> [Records from a data collection]
= = = = =
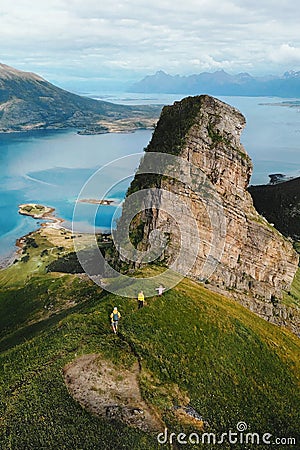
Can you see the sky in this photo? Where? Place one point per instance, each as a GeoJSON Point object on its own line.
{"type": "Point", "coordinates": [112, 43]}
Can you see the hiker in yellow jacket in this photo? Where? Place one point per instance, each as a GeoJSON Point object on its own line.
{"type": "Point", "coordinates": [115, 316]}
{"type": "Point", "coordinates": [141, 299]}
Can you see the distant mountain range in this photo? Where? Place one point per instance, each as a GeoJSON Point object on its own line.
{"type": "Point", "coordinates": [28, 101]}
{"type": "Point", "coordinates": [221, 83]}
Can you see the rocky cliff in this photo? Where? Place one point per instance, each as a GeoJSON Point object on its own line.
{"type": "Point", "coordinates": [280, 204]}
{"type": "Point", "coordinates": [253, 259]}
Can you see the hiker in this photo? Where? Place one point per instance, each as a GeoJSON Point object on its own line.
{"type": "Point", "coordinates": [115, 316]}
{"type": "Point", "coordinates": [141, 299]}
{"type": "Point", "coordinates": [160, 290]}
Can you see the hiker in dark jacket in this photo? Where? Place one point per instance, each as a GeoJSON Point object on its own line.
{"type": "Point", "coordinates": [115, 316]}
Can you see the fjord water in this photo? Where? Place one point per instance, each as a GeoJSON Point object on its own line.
{"type": "Point", "coordinates": [51, 167]}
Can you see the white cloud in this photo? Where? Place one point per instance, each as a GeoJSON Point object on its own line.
{"type": "Point", "coordinates": [131, 38]}
{"type": "Point", "coordinates": [285, 54]}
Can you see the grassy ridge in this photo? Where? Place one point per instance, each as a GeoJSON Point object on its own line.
{"type": "Point", "coordinates": [192, 344]}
= = = = =
> [Task directions] Put the entries above into a JSON list of strings, with one string for each line and blank lines left out. Omit the pictures.

> [Result]
[
  "Can you see the sky in this photo? Where? Place one point per instance, each as a GeoJSON Point object on its own line.",
  "{\"type\": \"Point\", \"coordinates\": [112, 43]}",
  "Can you see the hiker in yellow jacket in this photo? Where? Place one point per instance, each as a GeoJSON Point object on its own line.",
  "{\"type\": \"Point\", \"coordinates\": [115, 316]}",
  "{\"type\": \"Point\", \"coordinates\": [141, 299]}",
  "Can you see the distant mountain range in this photo? Where? Place one point per instance, each as a GeoJSON Point object on its own line.",
  "{\"type\": \"Point\", \"coordinates\": [28, 101]}",
  "{\"type\": \"Point\", \"coordinates\": [221, 83]}",
  "Can you see the rocky cliff in this photo? Where? Place one point per instance, each as a GeoJSON Point object on its own line.",
  "{\"type\": \"Point\", \"coordinates\": [280, 204]}",
  "{\"type\": \"Point\", \"coordinates\": [253, 259]}",
  "Can you see the hiker in this photo? Where? Place one point per instance, each as a GeoJSON Point object on its own line.",
  "{\"type\": \"Point\", \"coordinates\": [115, 316]}",
  "{\"type\": \"Point\", \"coordinates\": [141, 299]}",
  "{\"type\": \"Point\", \"coordinates\": [160, 290]}",
  "Can you see the hiker in dark jacket in this photo? Where? Place one point per instance, each as a GeoJSON Point object on its own line.",
  "{\"type\": \"Point\", \"coordinates\": [115, 316]}",
  "Can you see the fjord water in this photo? Where? Place one point per instance, each as a GeoJSON Point object on its own line.",
  "{\"type\": \"Point\", \"coordinates\": [51, 167]}",
  "Can you see the white cloud in this photo? Where? Place one point per instance, each as a GeoJSON Point object on its own line.",
  "{\"type\": \"Point\", \"coordinates\": [131, 38]}",
  "{\"type\": \"Point\", \"coordinates\": [285, 54]}",
  "Can you see the grassy ridge in this photo? Where? Place one point per instance, each as a GeoJSON Point object on its own line.",
  "{\"type\": \"Point\", \"coordinates\": [192, 344]}"
]